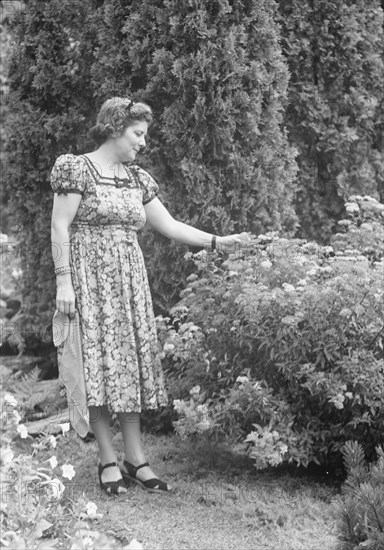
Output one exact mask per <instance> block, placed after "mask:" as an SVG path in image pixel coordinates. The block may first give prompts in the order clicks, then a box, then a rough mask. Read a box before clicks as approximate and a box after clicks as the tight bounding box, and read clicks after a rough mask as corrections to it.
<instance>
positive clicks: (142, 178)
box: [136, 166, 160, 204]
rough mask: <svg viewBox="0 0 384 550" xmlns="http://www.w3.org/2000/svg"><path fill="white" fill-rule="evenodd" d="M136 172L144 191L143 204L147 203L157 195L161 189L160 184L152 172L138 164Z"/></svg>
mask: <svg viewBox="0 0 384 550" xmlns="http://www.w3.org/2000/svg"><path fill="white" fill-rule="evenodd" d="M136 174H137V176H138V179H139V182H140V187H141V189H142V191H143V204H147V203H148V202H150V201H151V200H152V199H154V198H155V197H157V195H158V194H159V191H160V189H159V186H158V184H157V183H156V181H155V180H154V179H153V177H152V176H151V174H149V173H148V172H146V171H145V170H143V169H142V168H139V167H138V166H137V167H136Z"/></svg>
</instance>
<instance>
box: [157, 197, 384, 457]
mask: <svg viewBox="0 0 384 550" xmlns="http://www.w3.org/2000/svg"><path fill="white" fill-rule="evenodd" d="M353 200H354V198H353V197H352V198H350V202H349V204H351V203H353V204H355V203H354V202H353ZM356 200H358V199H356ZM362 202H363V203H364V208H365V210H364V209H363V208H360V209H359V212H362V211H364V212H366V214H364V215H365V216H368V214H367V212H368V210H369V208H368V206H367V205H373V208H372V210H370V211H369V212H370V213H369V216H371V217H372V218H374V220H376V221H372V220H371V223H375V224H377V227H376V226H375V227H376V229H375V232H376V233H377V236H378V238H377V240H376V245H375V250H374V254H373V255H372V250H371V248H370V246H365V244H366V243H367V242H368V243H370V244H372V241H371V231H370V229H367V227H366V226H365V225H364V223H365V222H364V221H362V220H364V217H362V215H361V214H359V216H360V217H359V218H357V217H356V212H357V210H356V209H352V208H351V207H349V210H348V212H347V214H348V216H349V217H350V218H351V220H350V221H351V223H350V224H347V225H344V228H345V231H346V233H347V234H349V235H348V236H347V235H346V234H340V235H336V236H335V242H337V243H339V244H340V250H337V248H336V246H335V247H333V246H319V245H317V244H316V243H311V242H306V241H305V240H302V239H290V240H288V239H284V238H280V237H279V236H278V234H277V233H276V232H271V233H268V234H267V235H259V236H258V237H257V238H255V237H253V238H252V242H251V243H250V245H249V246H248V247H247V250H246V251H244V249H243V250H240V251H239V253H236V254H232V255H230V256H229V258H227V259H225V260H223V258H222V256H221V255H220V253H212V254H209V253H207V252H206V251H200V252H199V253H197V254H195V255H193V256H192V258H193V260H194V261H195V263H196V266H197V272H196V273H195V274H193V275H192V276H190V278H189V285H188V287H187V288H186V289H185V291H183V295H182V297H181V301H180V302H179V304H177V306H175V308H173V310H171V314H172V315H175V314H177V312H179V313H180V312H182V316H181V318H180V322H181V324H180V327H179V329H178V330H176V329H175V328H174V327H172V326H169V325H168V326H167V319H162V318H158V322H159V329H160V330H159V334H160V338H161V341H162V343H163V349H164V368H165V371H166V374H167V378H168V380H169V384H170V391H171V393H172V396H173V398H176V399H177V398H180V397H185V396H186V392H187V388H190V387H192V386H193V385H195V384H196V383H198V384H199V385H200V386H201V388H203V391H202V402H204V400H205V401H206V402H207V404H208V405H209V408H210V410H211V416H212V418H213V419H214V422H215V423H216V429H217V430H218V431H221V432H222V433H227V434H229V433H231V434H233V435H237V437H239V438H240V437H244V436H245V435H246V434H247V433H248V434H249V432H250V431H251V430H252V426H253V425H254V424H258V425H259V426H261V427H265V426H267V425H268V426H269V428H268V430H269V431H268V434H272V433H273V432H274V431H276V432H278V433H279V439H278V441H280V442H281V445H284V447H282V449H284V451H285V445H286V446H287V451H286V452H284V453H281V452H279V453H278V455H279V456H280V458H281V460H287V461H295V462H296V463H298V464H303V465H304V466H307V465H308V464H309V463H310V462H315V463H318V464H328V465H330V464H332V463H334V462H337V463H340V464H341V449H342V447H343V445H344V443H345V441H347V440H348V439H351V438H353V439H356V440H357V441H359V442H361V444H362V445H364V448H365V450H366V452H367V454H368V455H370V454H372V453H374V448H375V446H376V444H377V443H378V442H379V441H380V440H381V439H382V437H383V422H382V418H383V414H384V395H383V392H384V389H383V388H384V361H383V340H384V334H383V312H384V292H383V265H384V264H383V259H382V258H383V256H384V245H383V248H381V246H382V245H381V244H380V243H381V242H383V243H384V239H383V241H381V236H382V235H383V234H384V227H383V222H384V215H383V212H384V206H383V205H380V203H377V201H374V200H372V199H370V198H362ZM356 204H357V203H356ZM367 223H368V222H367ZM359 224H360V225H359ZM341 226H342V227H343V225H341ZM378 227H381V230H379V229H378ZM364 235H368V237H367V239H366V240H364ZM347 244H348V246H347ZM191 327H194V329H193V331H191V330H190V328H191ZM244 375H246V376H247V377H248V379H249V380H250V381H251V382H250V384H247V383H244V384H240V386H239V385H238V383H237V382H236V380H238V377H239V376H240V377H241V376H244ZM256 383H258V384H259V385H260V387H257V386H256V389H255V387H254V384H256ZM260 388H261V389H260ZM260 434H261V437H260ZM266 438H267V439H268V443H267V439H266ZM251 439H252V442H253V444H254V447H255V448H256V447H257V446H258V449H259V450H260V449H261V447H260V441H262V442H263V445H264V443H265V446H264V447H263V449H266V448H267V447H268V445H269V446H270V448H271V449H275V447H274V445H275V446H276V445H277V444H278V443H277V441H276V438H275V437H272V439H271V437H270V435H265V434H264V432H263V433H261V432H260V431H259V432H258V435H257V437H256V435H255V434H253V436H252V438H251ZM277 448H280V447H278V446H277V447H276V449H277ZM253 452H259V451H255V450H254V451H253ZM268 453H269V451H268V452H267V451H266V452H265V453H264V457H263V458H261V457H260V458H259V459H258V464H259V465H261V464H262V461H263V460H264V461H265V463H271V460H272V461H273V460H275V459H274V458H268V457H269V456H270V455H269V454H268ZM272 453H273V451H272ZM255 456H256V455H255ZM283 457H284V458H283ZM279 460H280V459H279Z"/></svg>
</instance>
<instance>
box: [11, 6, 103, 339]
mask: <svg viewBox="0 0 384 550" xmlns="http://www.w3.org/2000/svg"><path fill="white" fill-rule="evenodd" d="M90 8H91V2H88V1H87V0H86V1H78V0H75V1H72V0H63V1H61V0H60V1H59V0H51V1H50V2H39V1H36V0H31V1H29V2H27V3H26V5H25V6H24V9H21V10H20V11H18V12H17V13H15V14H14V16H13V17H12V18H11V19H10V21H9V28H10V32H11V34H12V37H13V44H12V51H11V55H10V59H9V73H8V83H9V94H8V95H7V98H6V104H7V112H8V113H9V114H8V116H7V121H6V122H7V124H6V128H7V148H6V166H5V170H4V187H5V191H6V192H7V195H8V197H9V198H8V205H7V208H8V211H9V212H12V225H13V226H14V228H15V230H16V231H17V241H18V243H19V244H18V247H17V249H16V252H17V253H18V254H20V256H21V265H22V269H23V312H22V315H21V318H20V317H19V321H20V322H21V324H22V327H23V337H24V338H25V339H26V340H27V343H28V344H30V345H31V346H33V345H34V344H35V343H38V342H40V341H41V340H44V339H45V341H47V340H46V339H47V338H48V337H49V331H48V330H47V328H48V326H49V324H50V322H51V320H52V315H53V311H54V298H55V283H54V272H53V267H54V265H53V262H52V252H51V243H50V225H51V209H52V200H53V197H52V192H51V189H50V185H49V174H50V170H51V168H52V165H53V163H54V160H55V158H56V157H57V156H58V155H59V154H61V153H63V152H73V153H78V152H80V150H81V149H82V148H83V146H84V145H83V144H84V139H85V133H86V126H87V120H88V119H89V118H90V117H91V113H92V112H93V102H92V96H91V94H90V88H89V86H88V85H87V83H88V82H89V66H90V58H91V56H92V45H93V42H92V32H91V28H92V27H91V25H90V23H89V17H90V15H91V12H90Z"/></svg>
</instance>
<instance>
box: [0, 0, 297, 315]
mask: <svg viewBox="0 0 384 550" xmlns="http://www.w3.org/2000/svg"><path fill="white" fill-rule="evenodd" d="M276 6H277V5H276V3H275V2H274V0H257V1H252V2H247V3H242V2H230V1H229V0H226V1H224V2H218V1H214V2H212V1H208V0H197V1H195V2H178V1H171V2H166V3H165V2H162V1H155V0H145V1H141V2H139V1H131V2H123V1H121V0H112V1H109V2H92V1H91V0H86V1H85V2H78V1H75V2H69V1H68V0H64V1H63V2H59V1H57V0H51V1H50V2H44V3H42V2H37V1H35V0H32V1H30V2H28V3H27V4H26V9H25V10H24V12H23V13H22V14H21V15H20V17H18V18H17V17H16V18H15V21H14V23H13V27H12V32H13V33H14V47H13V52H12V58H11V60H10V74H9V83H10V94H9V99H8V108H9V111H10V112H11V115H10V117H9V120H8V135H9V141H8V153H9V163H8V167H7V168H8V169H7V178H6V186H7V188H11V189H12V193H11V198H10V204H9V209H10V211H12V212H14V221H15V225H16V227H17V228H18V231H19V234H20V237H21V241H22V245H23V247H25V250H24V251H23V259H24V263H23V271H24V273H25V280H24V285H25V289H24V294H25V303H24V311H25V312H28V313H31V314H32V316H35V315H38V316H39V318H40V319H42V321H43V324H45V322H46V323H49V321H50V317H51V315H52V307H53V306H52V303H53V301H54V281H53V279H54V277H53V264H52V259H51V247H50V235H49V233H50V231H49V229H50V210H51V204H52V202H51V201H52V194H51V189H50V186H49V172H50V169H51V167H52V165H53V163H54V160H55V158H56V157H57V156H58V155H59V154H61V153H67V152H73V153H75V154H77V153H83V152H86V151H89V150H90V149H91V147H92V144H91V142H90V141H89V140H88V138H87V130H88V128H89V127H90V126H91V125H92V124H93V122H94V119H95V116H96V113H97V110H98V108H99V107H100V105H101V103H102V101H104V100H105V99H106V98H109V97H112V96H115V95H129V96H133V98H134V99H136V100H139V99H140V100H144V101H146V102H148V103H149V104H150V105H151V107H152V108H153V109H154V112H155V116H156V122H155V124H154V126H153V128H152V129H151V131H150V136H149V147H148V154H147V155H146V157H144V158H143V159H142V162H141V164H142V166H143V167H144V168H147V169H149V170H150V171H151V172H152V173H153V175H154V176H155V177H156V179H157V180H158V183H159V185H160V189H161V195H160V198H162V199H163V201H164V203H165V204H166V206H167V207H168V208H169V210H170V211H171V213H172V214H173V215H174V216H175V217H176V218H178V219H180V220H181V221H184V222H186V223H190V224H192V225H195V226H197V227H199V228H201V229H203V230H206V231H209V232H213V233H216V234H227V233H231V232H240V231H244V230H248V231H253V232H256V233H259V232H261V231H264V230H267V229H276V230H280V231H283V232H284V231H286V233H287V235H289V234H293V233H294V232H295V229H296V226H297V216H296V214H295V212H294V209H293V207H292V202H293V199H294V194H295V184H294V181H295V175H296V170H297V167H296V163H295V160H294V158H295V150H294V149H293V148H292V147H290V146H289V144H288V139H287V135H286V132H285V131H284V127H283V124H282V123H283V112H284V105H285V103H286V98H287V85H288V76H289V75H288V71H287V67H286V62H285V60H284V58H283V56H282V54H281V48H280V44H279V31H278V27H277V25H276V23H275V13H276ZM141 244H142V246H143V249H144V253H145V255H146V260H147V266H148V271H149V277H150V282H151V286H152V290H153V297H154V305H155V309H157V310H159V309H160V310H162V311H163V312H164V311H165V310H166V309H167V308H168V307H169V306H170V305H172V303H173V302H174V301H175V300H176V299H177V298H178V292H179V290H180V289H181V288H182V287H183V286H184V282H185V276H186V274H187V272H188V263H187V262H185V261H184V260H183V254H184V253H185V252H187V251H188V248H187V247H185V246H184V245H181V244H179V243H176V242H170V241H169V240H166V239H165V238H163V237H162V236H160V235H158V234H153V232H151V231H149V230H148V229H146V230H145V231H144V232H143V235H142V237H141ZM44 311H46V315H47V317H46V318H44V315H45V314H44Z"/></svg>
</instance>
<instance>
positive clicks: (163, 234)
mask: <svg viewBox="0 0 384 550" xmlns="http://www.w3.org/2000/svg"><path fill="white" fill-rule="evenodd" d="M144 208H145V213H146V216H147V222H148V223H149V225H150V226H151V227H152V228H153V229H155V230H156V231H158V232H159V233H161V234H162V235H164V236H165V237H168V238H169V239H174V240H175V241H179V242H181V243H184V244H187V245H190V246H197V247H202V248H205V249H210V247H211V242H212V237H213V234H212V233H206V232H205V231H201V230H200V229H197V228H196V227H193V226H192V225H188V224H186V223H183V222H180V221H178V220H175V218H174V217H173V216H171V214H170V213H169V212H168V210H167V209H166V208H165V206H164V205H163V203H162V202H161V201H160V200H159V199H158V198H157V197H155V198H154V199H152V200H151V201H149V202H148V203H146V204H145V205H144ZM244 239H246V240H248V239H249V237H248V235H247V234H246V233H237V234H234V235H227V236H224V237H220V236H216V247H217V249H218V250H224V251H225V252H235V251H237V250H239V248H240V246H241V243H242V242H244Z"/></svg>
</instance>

———

> [Exercise directions]:
Copy the listing character for character, from its first line through the line holding "box: [157, 197, 384, 457]", inclusive. Leave the picture out.

> [Task answer]:
Output one exact mask per <instance> block, placed after "mask:" as an SVG path in image pixel coordinates. The block may first give prompts in the order clicks, then a box, then a rough mask. Read a box before clicks as approximate and a box after clicks as the tight bounding box, and read clicks after a rough mask as corrections to it.
<instance>
positive clicks: (142, 178)
box: [136, 166, 160, 204]
rough mask: <svg viewBox="0 0 384 550" xmlns="http://www.w3.org/2000/svg"><path fill="white" fill-rule="evenodd" d="M136 172L144 191L143 204L147 203L157 195L161 189L160 184L152 172L138 164Z"/></svg>
mask: <svg viewBox="0 0 384 550" xmlns="http://www.w3.org/2000/svg"><path fill="white" fill-rule="evenodd" d="M136 174H137V176H138V179H139V182H140V187H141V189H142V191H143V204H147V203H148V202H150V201H151V200H152V199H154V198H155V197H157V195H158V194H159V191H160V189H159V186H158V184H157V183H156V181H155V180H154V179H153V177H152V176H151V174H149V173H148V172H146V171H145V170H143V169H142V168H139V167H138V166H137V167H136Z"/></svg>
</instance>
<instance>
box: [157, 197, 384, 457]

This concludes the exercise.